* Begin *
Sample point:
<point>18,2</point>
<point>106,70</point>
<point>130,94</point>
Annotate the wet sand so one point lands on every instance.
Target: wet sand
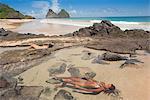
<point>59,26</point>
<point>133,82</point>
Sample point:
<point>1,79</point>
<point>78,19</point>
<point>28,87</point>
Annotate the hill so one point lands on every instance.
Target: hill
<point>7,12</point>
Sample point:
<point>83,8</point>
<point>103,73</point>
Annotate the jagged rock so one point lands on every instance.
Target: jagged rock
<point>107,29</point>
<point>130,62</point>
<point>88,55</point>
<point>64,95</point>
<point>7,12</point>
<point>112,57</point>
<point>9,35</point>
<point>137,33</point>
<point>74,72</point>
<point>57,69</point>
<point>99,60</point>
<point>63,14</point>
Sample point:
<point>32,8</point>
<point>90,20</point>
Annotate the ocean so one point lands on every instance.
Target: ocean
<point>121,19</point>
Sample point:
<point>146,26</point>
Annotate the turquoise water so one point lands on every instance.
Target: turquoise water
<point>126,19</point>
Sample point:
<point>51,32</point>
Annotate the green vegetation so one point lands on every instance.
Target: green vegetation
<point>7,12</point>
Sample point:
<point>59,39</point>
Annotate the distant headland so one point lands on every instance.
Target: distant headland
<point>62,14</point>
<point>7,12</point>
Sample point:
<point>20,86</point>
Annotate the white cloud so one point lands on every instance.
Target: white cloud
<point>55,5</point>
<point>40,9</point>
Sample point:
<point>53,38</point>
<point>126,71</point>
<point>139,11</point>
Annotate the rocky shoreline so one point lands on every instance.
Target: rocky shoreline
<point>101,36</point>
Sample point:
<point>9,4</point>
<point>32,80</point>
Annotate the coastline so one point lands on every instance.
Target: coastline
<point>62,26</point>
<point>78,50</point>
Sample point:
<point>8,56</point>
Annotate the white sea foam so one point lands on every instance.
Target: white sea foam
<point>85,23</point>
<point>67,22</point>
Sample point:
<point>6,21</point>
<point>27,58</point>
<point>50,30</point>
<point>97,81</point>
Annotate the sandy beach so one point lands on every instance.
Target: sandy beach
<point>32,64</point>
<point>132,82</point>
<point>60,26</point>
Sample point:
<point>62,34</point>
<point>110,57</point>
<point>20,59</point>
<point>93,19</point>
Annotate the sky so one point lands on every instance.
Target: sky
<point>82,8</point>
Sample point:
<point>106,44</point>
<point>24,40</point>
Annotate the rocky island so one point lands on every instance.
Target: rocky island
<point>92,52</point>
<point>62,14</point>
<point>7,12</point>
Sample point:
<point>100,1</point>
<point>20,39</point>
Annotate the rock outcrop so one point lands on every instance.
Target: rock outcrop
<point>9,35</point>
<point>107,29</point>
<point>7,12</point>
<point>61,14</point>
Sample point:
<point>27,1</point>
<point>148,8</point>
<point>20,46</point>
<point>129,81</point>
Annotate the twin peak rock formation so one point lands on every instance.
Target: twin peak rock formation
<point>61,14</point>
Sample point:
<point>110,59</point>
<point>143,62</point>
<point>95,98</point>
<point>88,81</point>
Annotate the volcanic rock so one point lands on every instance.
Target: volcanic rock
<point>112,57</point>
<point>57,69</point>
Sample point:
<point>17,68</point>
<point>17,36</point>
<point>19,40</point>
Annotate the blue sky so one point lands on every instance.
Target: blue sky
<point>83,8</point>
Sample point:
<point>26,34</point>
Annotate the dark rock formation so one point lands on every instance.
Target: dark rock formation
<point>130,62</point>
<point>7,12</point>
<point>81,72</point>
<point>57,69</point>
<point>112,57</point>
<point>87,55</point>
<point>74,72</point>
<point>9,35</point>
<point>61,14</point>
<point>64,95</point>
<point>107,29</point>
<point>14,92</point>
<point>99,60</point>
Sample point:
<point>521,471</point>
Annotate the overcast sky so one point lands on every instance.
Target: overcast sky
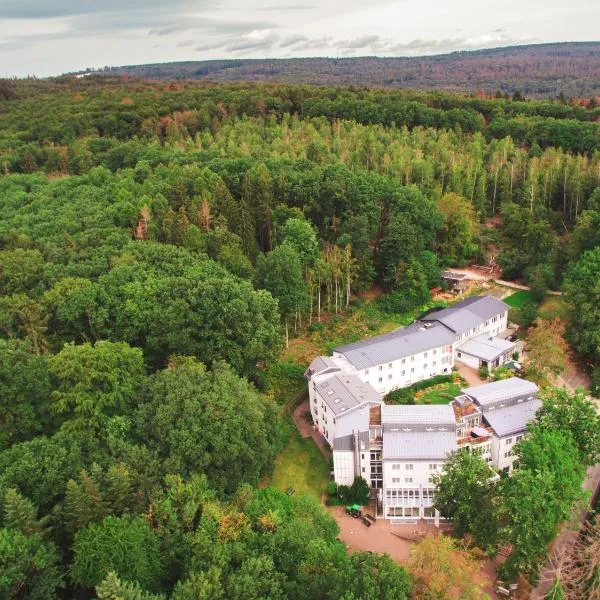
<point>47,37</point>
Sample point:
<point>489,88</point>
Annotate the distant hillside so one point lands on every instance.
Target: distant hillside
<point>542,70</point>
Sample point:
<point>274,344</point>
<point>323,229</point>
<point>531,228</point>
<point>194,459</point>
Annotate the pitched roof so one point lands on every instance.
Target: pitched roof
<point>512,419</point>
<point>409,414</point>
<point>319,365</point>
<point>400,343</point>
<point>502,392</point>
<point>418,446</point>
<point>343,392</point>
<point>486,348</point>
<point>469,313</point>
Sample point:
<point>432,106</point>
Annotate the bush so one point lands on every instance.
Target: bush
<point>596,382</point>
<point>357,493</point>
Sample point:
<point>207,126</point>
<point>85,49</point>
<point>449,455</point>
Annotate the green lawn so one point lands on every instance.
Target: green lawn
<point>519,299</point>
<point>442,396</point>
<point>301,465</point>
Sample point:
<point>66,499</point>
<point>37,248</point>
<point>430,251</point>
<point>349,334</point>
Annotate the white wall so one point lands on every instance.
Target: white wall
<point>467,359</point>
<point>343,467</point>
<point>502,451</point>
<point>406,371</point>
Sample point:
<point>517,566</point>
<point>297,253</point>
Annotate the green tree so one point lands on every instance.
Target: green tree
<point>97,381</point>
<point>24,393</point>
<point>466,494</point>
<point>577,414</point>
<point>29,566</point>
<point>539,496</point>
<point>300,234</point>
<point>582,293</point>
<point>212,422</point>
<point>256,579</point>
<point>280,273</point>
<point>113,588</point>
<point>127,546</point>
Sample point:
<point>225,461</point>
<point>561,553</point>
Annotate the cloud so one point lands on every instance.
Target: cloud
<point>213,46</point>
<point>257,40</point>
<point>292,40</point>
<point>48,9</point>
<point>286,7</point>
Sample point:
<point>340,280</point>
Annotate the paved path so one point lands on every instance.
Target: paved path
<point>306,429</point>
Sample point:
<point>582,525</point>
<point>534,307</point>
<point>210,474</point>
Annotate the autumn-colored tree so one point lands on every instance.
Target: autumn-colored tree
<point>547,350</point>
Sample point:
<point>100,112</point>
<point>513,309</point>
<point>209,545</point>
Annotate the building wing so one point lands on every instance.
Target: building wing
<point>418,446</point>
<point>512,419</point>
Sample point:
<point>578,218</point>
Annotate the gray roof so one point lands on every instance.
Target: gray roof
<point>409,414</point>
<point>512,419</point>
<point>319,365</point>
<point>486,348</point>
<point>469,313</point>
<point>343,392</point>
<point>400,343</point>
<point>418,446</point>
<point>343,444</point>
<point>502,392</point>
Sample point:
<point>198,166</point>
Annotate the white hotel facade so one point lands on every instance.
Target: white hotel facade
<point>397,448</point>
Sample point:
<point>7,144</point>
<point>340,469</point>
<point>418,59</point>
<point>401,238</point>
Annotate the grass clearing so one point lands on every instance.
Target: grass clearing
<point>301,465</point>
<point>441,396</point>
<point>553,306</point>
<point>519,299</point>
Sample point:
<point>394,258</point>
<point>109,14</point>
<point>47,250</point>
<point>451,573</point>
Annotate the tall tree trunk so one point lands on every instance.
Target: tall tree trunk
<point>287,335</point>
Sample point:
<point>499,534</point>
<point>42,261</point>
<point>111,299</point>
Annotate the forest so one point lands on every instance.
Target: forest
<point>161,242</point>
<point>541,70</point>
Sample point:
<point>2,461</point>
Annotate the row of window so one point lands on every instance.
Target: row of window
<point>427,493</point>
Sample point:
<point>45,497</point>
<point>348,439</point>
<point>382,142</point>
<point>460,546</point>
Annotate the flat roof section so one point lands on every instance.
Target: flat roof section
<point>418,446</point>
<point>410,414</point>
<point>486,348</point>
<point>503,390</point>
<point>512,419</point>
<point>343,392</point>
<point>469,313</point>
<point>406,341</point>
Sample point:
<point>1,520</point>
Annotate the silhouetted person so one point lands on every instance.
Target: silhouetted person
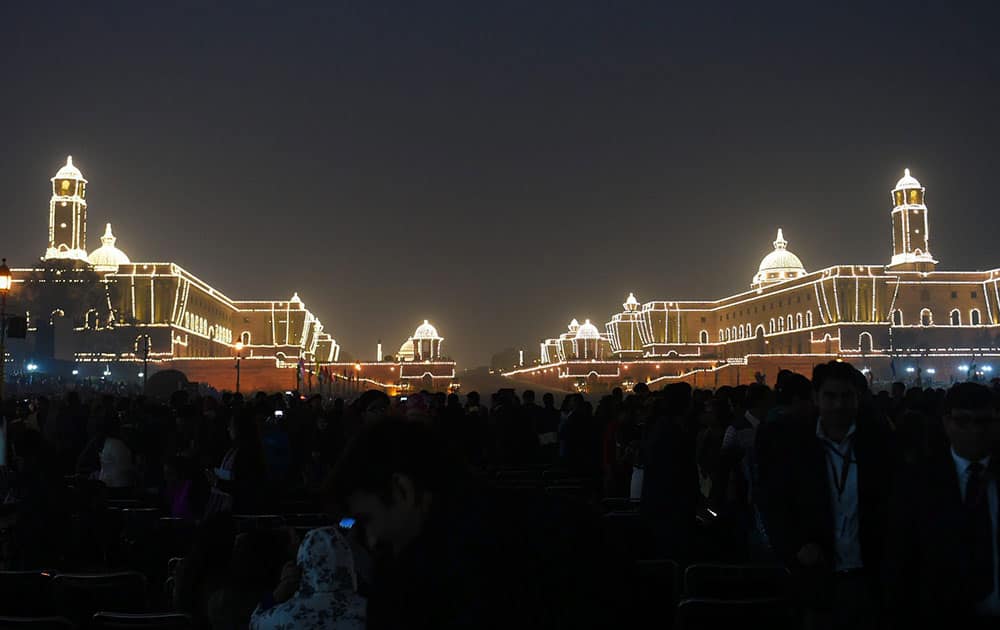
<point>450,555</point>
<point>943,552</point>
<point>670,479</point>
<point>827,526</point>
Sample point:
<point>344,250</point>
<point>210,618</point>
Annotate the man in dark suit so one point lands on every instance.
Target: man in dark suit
<point>825,507</point>
<point>942,554</point>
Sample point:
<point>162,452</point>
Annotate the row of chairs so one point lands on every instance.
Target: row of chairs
<point>711,595</point>
<point>102,621</point>
<point>74,596</point>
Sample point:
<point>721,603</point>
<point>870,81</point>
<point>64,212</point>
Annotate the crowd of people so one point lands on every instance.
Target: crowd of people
<point>882,507</point>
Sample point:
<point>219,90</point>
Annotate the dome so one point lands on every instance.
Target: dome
<point>69,171</point>
<point>107,257</point>
<point>907,181</point>
<point>631,303</point>
<point>587,331</point>
<point>405,351</point>
<point>779,265</point>
<point>425,331</point>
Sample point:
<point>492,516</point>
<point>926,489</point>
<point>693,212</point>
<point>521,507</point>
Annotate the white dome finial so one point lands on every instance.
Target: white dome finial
<point>631,303</point>
<point>907,181</point>
<point>780,242</point>
<point>107,257</point>
<point>109,238</point>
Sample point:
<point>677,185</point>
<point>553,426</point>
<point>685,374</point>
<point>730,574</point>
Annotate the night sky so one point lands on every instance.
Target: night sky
<point>498,168</point>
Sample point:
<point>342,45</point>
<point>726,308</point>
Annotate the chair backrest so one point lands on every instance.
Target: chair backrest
<point>80,596</point>
<point>619,504</point>
<point>24,593</point>
<point>653,590</point>
<point>629,533</point>
<point>250,522</point>
<point>703,613</point>
<point>312,520</point>
<point>36,623</point>
<point>518,475</point>
<point>157,621</point>
<point>735,581</point>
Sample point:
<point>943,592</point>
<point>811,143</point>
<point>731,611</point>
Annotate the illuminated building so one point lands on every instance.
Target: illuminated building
<point>102,312</point>
<point>419,365</point>
<point>893,320</point>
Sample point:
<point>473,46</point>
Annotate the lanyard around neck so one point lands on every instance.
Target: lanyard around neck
<point>840,481</point>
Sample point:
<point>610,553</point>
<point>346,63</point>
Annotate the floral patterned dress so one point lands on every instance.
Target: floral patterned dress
<point>326,598</point>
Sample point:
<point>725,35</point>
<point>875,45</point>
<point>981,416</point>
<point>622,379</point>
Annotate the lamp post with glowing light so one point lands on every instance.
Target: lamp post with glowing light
<point>145,361</point>
<point>5,280</point>
<point>239,355</point>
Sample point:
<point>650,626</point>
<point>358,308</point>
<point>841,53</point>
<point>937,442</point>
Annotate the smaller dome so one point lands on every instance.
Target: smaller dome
<point>631,304</point>
<point>779,265</point>
<point>907,181</point>
<point>425,331</point>
<point>69,171</point>
<point>587,331</point>
<point>107,257</point>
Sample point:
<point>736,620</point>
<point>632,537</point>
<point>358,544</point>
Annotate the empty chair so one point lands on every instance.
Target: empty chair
<point>735,581</point>
<point>24,593</point>
<point>250,522</point>
<point>722,614</point>
<point>629,534</point>
<point>518,475</point>
<point>36,623</point>
<point>157,621</point>
<point>653,587</point>
<point>578,492</point>
<point>619,504</point>
<point>78,597</point>
<point>311,520</point>
<point>174,536</point>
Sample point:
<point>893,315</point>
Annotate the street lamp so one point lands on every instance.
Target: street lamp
<point>239,355</point>
<point>5,280</point>
<point>145,361</point>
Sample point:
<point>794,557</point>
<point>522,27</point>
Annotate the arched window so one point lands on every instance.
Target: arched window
<point>865,343</point>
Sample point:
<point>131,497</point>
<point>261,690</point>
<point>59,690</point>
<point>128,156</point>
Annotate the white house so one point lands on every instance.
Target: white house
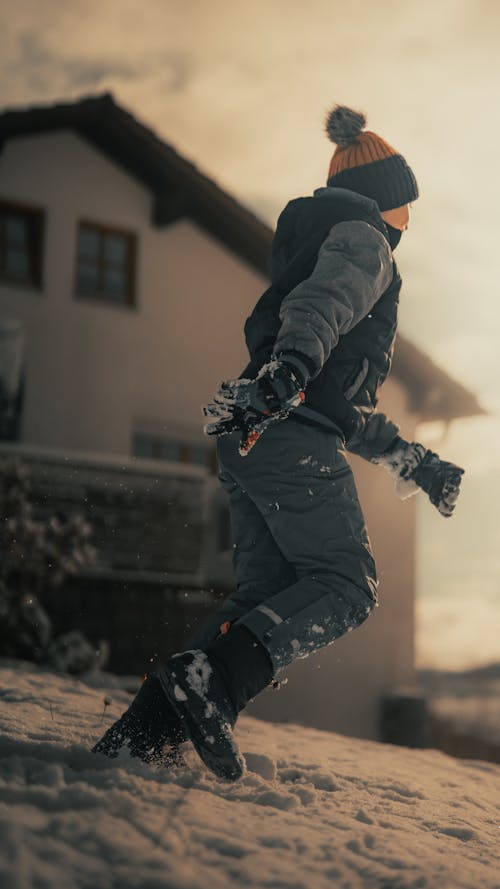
<point>130,275</point>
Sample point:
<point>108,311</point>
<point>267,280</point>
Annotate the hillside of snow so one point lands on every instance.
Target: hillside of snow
<point>314,811</point>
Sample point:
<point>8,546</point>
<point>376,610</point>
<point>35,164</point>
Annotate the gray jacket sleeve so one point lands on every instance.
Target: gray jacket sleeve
<point>375,435</point>
<point>353,269</point>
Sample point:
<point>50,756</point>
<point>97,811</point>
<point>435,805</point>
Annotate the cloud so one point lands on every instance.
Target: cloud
<point>457,634</point>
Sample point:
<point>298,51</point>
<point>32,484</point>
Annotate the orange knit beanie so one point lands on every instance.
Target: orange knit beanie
<point>366,163</point>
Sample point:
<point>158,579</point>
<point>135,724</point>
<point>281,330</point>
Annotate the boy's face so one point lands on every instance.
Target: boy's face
<point>398,218</point>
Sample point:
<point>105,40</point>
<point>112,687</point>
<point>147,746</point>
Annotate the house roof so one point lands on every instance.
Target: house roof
<point>179,189</point>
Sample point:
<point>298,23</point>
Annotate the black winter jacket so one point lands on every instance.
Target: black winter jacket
<point>333,299</point>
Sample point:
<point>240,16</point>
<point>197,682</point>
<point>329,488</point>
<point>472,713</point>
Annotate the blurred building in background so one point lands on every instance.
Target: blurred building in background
<point>125,279</point>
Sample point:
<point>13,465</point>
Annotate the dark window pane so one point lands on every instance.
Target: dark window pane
<point>88,278</point>
<point>115,249</point>
<point>114,283</point>
<point>17,263</point>
<point>88,243</point>
<point>21,231</point>
<point>16,231</point>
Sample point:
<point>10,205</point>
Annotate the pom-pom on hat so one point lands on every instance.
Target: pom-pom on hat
<point>366,163</point>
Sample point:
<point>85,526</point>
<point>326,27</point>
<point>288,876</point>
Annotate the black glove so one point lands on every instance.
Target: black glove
<point>414,466</point>
<point>251,405</point>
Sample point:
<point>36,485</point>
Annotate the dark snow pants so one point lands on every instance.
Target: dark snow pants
<point>304,569</point>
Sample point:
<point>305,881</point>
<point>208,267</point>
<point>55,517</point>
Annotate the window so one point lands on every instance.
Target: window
<point>21,236</point>
<point>157,447</point>
<point>105,267</point>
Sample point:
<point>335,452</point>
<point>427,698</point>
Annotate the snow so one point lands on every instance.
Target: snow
<point>314,809</point>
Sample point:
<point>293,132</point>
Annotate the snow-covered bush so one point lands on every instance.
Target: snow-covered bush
<point>36,554</point>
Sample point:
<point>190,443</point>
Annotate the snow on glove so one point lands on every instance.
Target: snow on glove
<point>414,466</point>
<point>251,405</point>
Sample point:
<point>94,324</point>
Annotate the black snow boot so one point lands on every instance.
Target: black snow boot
<point>208,689</point>
<point>150,729</point>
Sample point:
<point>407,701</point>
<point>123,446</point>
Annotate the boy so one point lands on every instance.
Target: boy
<point>320,340</point>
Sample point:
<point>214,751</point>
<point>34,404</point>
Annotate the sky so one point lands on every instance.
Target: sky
<point>242,90</point>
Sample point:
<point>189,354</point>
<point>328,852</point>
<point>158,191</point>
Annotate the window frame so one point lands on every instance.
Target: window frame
<point>184,443</point>
<point>36,244</point>
<point>130,300</point>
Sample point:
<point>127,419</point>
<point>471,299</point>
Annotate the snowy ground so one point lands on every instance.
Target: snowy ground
<point>315,810</point>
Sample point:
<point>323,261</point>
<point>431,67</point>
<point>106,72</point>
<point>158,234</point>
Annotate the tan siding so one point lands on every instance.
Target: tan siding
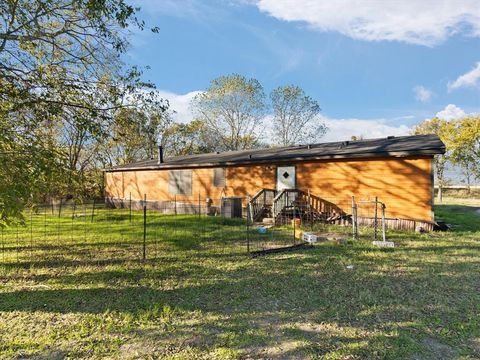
<point>403,184</point>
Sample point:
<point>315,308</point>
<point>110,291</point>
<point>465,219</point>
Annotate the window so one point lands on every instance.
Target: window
<point>219,177</point>
<point>180,182</point>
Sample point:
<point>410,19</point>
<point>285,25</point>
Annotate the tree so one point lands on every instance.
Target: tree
<point>59,65</point>
<point>464,142</point>
<point>232,109</point>
<point>439,127</point>
<point>295,116</point>
<point>187,139</point>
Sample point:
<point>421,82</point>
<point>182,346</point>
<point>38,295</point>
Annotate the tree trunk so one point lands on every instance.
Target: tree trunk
<point>439,194</point>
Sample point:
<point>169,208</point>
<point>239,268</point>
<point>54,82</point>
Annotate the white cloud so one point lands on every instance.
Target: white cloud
<point>338,129</point>
<point>422,94</point>
<point>469,79</point>
<point>344,129</point>
<point>451,112</point>
<point>180,104</point>
<point>425,22</point>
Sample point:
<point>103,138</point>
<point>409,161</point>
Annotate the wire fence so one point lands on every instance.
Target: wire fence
<point>94,231</point>
<point>107,230</point>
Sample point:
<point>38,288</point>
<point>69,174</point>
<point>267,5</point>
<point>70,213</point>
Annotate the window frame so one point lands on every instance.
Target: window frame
<point>180,182</point>
<point>223,178</point>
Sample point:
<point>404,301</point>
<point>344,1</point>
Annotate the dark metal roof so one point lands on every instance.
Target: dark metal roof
<point>417,145</point>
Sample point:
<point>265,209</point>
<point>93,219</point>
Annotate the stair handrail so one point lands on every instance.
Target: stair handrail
<point>257,206</point>
<point>280,195</point>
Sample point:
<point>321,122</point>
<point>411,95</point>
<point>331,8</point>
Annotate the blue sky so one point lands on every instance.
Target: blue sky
<point>376,67</point>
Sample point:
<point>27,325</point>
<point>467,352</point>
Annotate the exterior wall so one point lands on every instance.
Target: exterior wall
<point>403,184</point>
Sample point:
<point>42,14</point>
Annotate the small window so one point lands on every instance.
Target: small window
<point>219,177</point>
<point>180,182</point>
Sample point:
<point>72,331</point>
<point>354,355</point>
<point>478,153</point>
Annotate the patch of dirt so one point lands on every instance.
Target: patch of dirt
<point>439,350</point>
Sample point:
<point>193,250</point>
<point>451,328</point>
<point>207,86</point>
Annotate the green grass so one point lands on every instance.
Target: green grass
<point>200,296</point>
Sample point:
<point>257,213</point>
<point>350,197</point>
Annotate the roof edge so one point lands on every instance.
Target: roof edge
<point>395,154</point>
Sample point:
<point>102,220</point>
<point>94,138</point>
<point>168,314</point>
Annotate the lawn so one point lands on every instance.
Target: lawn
<point>420,300</point>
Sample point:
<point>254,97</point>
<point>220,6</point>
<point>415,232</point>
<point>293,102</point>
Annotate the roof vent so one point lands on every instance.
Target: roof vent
<point>160,154</point>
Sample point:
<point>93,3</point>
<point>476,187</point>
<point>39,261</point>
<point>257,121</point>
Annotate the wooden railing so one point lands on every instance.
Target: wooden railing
<point>283,200</point>
<point>261,201</point>
<point>301,201</point>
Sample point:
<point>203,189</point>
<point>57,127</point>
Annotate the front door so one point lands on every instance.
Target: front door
<point>285,177</point>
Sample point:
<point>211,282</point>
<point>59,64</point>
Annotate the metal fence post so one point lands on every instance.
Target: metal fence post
<point>383,222</point>
<point>130,207</point>
<point>375,221</point>
<point>199,206</point>
<point>60,209</point>
<point>93,209</point>
<point>248,224</point>
<point>144,226</point>
<point>354,224</point>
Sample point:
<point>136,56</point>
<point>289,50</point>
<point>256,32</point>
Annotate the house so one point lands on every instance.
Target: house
<point>397,170</point>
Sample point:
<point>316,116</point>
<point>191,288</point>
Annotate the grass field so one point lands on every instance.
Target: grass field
<point>420,300</point>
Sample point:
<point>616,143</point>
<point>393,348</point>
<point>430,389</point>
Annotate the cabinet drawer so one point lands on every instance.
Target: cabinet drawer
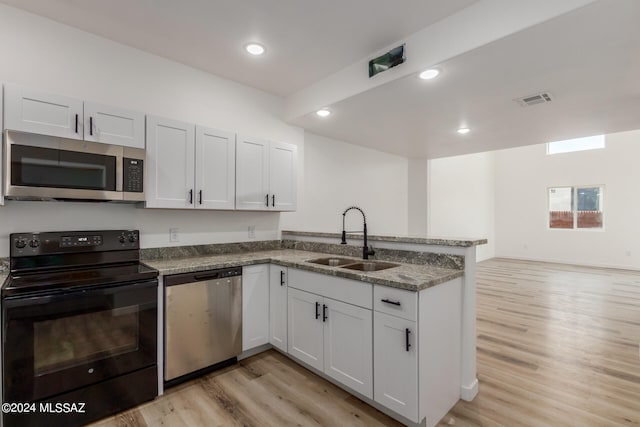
<point>396,302</point>
<point>346,290</point>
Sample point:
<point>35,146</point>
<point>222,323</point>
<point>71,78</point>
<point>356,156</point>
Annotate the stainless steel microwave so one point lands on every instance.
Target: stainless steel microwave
<point>39,167</point>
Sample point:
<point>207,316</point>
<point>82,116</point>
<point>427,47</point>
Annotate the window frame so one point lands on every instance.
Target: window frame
* End *
=== Task requirements ===
Return every line above that contains the string "fence".

=== Right answer ===
Annotate the wire fence so one point lands on every instance.
Target: wire fence
Annotate the metal fence post so one point lands on every instance.
Target: metal fence post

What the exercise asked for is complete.